━━━ Records provided
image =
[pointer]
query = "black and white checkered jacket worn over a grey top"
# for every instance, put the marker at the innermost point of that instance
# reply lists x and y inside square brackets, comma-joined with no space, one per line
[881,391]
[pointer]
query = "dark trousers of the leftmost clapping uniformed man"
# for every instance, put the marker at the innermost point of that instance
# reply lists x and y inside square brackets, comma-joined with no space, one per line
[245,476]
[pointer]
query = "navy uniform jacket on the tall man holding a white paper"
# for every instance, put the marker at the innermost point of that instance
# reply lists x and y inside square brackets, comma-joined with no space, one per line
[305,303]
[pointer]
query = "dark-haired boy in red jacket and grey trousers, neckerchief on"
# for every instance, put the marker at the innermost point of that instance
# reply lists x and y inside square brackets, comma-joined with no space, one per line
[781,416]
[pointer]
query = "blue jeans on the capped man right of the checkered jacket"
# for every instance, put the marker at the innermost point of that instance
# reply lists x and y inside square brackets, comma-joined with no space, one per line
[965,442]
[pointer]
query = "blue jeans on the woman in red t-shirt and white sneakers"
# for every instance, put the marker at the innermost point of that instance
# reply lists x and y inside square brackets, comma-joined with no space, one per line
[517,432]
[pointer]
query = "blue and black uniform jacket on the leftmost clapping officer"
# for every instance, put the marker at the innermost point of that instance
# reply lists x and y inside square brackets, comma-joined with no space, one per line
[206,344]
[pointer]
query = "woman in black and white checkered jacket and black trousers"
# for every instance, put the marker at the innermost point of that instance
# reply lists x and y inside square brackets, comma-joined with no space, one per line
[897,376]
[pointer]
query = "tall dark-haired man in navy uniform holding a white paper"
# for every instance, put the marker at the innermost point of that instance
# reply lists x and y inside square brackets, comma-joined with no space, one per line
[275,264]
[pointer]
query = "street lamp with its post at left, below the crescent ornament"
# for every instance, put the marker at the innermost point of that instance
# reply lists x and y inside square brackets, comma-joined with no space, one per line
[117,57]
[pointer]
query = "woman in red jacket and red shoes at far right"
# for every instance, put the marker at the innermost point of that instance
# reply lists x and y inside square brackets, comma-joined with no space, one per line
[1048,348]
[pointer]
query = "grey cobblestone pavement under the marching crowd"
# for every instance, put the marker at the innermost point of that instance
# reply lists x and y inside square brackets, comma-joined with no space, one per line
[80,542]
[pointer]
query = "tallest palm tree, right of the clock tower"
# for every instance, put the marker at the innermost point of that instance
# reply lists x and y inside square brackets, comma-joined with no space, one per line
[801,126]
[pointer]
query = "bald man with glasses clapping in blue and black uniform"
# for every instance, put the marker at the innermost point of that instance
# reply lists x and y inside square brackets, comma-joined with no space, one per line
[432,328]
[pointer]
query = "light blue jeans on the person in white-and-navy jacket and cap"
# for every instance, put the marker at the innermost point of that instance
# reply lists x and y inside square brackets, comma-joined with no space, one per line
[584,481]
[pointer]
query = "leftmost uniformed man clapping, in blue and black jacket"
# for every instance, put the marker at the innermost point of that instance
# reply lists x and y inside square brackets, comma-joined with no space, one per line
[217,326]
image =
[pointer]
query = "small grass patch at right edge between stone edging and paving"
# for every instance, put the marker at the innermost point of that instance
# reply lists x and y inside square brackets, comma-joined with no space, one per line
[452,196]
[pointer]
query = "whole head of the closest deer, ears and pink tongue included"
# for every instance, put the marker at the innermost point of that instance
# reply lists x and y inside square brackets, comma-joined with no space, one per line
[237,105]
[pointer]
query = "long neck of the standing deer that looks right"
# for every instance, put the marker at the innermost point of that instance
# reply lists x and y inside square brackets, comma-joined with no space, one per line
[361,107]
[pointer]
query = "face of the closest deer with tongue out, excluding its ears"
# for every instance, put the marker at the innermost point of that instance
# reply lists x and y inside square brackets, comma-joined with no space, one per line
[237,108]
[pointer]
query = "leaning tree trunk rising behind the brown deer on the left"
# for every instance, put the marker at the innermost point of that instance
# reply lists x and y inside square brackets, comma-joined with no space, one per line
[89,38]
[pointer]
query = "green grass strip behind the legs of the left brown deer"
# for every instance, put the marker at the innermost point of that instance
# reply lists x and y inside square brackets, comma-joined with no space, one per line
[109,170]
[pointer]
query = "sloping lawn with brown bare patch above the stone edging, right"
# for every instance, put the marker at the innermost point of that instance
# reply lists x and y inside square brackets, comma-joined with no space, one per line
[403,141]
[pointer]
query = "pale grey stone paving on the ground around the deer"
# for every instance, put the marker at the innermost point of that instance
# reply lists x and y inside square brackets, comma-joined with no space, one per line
━━━━━━
Work request – Where a line of the records contains the word "brown", copy that line.

Task response –
query = "leaning tree trunk rising behind the brown deer on the left"
query = "green grass strip behind the legs of the left brown deer"
query = "sloping lawn with brown bare patch above the stone edging, right"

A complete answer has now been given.